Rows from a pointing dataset
───

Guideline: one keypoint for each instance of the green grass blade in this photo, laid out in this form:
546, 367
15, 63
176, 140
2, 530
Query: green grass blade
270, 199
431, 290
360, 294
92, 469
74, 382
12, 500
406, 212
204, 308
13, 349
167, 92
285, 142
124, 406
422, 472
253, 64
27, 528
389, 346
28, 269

───

# WRITTEN PROBLEM
Rewrite the listing above with every "green grass blade" changed to "blade of green grass", leaving the rest as it is.

# TASK SOLUTION
Guideline: one keypoint for each instance of the blade of green grass in this photo, laid out in this form:
546, 367
15, 63
176, 140
2, 530
Query: blade of green grass
270, 199
431, 290
360, 294
92, 469
74, 382
12, 500
406, 212
204, 308
13, 349
167, 92
285, 142
124, 406
422, 472
253, 64
27, 528
389, 346
28, 269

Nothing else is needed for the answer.